> **Document text**:
######

Jocelyn was educated at Harrow. A lieutenant colonel in the Scots Guards, Jocelyn served in the Crimean War, being present at the battles of Alma, Balaclava, and Inkerman. He later commanded the 2nd Jäger Corps, British German Legion. He received the French Legion of Honour and the Turkish Order of the Medjidie.[1] He held the office of Deputy Lieutenant of County Down.[2]

He sat in the House of Lords as Baron Clanbrassil, a title his father had obtained in 1821, from 1880 until his death, although he made no contributions there.[3] At his death the title of Baron Clanbrassil went extinct; the Roden earldom passed to his first cousin William Henry Jocelyn (1842 - 1910).

The Jocelyns were large landowners, principally in County Down and County Louth.

Jocelyn married Sophia Hobhouse (1832 - 1916) in 1851; they had one daughter, Violet Jocelyn (1858-1925). He is buried in Great St. Mary's church in Sawbridgeworth, Hertfordshire.

His daughter Violet married Reginald Proctor-Beauchamp (1853-1912) in 1880. They had two daughters. In 1896 her husband filed for divorce, naming Hugh Watt, a former Member of Parliament for Glasgow, as a co-respondent; the divorce was granted in 1901[4] and Proctor-Beauchamp was awarded ten thousand pounds in a suit against Watt for criminal conversation. Watt's wife also divorced him. After his wife refused for many years to finalize the divorce, Watt was convicted of plotting to murder her in 1905. He was released after a year amid public sentiment that the conviction was based on false testimony.[5] The divorce was finally completed and Violet married him after his release from prison in 1906.[6]

There is a pencil drawing of Jocelyn in the National Portrait Gallery by Frank Sargent.

######

> **Supplied information**:
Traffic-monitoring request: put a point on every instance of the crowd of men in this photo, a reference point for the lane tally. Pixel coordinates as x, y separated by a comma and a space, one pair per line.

######

> **What is asked**: Transcribe the passage about Jocelyn from "He sat in the" to "(1842 - 1910).". This material has no connection to the passage about Jocelyn.

> **Exercise solution**:
He sat in the House of Lords as Baron Clanbrassil, a title his father had obtained in 1821, from 1880 until his death, although he made no contributions there.[3] At his death the title of Baron Clanbrassil went extinct; the Roden earldom passed to his first cousin William Henry Jocelyn (1842 - 1910).